> _Quoted passage_
START
Kassab’s views will undoubtedly challenge OA advocates, who have long maintained that Open Access will mean that publishers will play a much smaller role in disseminating research in the future. This, they add, will force them to downsize, and so reduce the financial burden on the research community. Indeed, it was in the expectation that OA will lower the costs of scholarly communication that many people joined the OA movement in the first place — especially librarians, who have long sought relief from the so-called serials crisis (Whereby the cost of serials has consistently outstripped libraries’ ability to pay for all the journals they need).

Concomitantly, OA advocates argued that Open Access will inevitably reduce the profits of scholarly publishers, a belief that gained credence from the way in which publishers have persistently lobbied against OA over the past decade or so.

Until a few years ago Sami Kassab and his colleagues at BNP Paribas viewed OA as a threat to publishers too. In 2003, for instance, the website newratings.com reportedthat BNP Paribas had downgraded Reed Elsevier to “underperform” — on the grounds that the investment firm had concerns “regarding the company's current subscription based access, as compared to the newer and more successful article-fee based open access system.”

But this is no longer the view of Exane BNP Paribas, or of Kassab. Today the investment company is upbeat about the future of large scholarly publishers like Elsevier.

Marginal


Kassab has turned positive on scholarly publishing for two reasons.

First, he points out, OA remains a marginal activity. As he explains below, “Since 2002, OA has made some good progress but still has a long way to go to become the dominant scholarly communication model, if ever.”

He adds, “Despite the noise around OA, consortia are still signing long term subscriptions contracts with limited cancellation clauses.”

Moreover, based on what Elsevier’s customers say, Kassab believes that this is likely to remain the case for the foreseeable future. “Our proprietary survey of directors of library consortia shows that a vast majority does not expect to reduce spending with Elsevier because of OA in the next five years.”

In any case, says Kassab, there is no discernible future threat from OA either. While anticipating that the author-pays OA model will lead to a decline in per-article prices, Kassab expects this to be compensated for by a rise in the number of papers published.

He explains, “In a Gold OA environment, the model becomes more of an administrative service (managing the peer review, formatting and archiving the content). Such an administrative service is likely to attract more competition and hence result in lower price points.”

He adds, “We estimate Elsevier generates over $4,000 of revenues per article published. Our calculation of the average APC charged by publishers is around $2,000.”

While this is a significant fall, Kassab believes that publishers can take it in their stride, or at least large publishers can. “[A]s the whole industry switches to Gold OA, we believe that publishers’ rejection rates are likely to come down. In other words, for the large publishers, we expect an increase in published output to compensate for lower price points.”
END
> _Given problem_
Continue the passage above on Open Access and the outlook for scholarly publishers, picking up after its final sentence.

> _Data lines_
START
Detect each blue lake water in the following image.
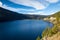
[0,20,53,40]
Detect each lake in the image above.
[0,20,53,40]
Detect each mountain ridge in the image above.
[0,7,47,22]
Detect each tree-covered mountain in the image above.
[0,7,46,22]
[42,11,60,40]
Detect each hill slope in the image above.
[42,11,60,40]
[0,7,46,22]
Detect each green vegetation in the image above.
[36,36,40,40]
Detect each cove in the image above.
[0,20,53,40]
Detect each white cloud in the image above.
[0,2,2,7]
[46,0,59,3]
[10,0,46,10]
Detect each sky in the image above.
[0,0,60,15]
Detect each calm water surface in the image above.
[0,20,52,40]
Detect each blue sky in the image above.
[0,0,60,15]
END
> _Task response_
More specifically, in a recent report Kassab and his colleagues estimated that Elsevier currently rejects 700,000 out of 1 million articles each year. With Gold OA, they argue, “these articles are likely to be monetised.”

OA advocates would doubtless point out that while these 700,000 papers may be rejected by the first journal to which they are submitted, the overwhelming majority of them nevertheless go on to be published elsewhere — since most if not all papers are eventually published. As such, they would say, these papers are already being monetised under the subscription model.

If this is right, it would seem to suggest that OA will reduce publisher revenues, particularly if the price per article is expected to fall from $4,000 to $2,000. 

However, Kassab’s assumption is that big publishers like Elsevier and Springer are inevitably the first choice for researchers wanting to publish a paper. As such, in a Gold OA environment the lower price-per-article would be compensated for by the fact that these publishers would start publishing papers that historically they would have rejected (papers that today would presumably be published by journals further down the journal hierarchy).

If Kassab's analysis is correct, then presumably this is good news for large publishers, but bad news for smaller publishers, who could presumably expect to lose market share to their larger rivals.

Noteworthy


Economics aside, what did I find particularly noteworthy about Kassab’s answers below?

First, I was surprised at his suggestion that the image of publishers has improved rather than (as is widely argued by OA advocates) deteriorated in recent years. In support of this claim Kassab cites the fact that where 34,000 researchers signed the PLOS 2001 petition calling for OA, and six years later (in 2007), 30,000 signed the JISC petition calling on the EC to make publicly-funded research freely available, in 2012 less than 14,000 committed to boycott Elsevier on the Cost of Knowledge website.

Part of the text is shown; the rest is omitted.